DATA SUPPLIED →
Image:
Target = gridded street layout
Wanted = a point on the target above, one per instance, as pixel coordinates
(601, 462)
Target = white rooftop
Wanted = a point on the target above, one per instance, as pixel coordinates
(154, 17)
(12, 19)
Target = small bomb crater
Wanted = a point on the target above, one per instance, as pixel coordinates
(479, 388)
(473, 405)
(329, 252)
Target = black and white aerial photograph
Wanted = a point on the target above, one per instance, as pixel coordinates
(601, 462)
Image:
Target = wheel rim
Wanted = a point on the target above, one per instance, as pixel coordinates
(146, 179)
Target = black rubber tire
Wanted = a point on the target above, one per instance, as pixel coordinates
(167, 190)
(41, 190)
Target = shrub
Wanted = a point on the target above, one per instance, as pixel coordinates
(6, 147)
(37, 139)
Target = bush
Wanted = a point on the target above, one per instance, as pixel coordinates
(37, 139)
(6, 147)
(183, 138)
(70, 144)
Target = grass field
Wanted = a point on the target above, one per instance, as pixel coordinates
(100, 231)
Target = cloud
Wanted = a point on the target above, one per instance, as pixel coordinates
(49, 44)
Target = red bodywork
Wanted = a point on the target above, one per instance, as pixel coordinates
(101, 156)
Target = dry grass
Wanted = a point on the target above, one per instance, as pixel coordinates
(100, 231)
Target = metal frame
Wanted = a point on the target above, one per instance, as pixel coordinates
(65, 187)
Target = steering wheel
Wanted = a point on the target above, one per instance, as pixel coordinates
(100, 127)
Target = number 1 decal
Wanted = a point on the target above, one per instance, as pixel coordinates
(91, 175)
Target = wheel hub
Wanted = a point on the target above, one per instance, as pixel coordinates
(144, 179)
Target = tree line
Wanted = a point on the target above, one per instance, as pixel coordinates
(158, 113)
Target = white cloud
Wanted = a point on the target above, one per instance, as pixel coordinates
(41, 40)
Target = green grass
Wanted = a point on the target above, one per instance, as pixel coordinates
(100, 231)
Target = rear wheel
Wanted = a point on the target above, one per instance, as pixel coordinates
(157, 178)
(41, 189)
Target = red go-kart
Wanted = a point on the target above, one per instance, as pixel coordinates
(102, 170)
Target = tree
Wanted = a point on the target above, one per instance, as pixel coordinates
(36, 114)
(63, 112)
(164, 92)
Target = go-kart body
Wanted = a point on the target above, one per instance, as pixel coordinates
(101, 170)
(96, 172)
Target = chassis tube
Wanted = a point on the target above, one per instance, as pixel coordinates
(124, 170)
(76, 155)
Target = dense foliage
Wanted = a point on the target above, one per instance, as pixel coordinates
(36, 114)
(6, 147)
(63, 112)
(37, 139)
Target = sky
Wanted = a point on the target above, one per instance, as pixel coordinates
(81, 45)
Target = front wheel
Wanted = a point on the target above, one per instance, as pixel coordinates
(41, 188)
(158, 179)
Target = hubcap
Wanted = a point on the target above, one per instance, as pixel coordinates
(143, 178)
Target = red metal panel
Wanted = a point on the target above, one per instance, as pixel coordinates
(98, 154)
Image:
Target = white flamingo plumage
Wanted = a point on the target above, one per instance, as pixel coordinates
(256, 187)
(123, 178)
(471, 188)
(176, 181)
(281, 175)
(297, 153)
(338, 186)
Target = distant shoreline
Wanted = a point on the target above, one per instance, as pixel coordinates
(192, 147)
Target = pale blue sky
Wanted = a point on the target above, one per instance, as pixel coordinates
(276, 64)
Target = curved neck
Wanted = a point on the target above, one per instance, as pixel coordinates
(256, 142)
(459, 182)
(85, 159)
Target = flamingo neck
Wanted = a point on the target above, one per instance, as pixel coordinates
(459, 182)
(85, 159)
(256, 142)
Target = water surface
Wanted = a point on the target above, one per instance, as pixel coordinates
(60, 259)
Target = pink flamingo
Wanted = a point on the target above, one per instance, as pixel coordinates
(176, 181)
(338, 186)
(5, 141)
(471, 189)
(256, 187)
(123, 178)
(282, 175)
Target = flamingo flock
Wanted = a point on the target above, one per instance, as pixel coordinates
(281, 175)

WHAT TO DO → Could you rewrite the material from the line containing "Target = pale blue sky" through the end of the material, replacing "curved neck" with "bent neck" and changing nothing else?

EXERCISE OUTPUT →
Target = pale blue sky
Wanted = a point on the target above, one per instance, as pixel coordinates
(276, 64)
Target = bent neck
Wanted = a point on the target above, one per instance, as pixel coordinates
(256, 142)
(459, 182)
(85, 159)
Target = flamingo neck
Wanted = a point on the target above, one per instance, as pixel coordinates
(459, 182)
(85, 159)
(256, 142)
Target = water surface
Wanted = a point on the target above, one per instance, as pixel coordinates
(60, 259)
Target = pink flamingo
Wanted = a point on the target above, one per instance, as pixel coordinates
(176, 181)
(338, 186)
(5, 141)
(471, 189)
(256, 187)
(123, 178)
(282, 175)
Target = flamingo flock
Wanted = a point on the target above, one per instance, as pixel coordinates
(281, 175)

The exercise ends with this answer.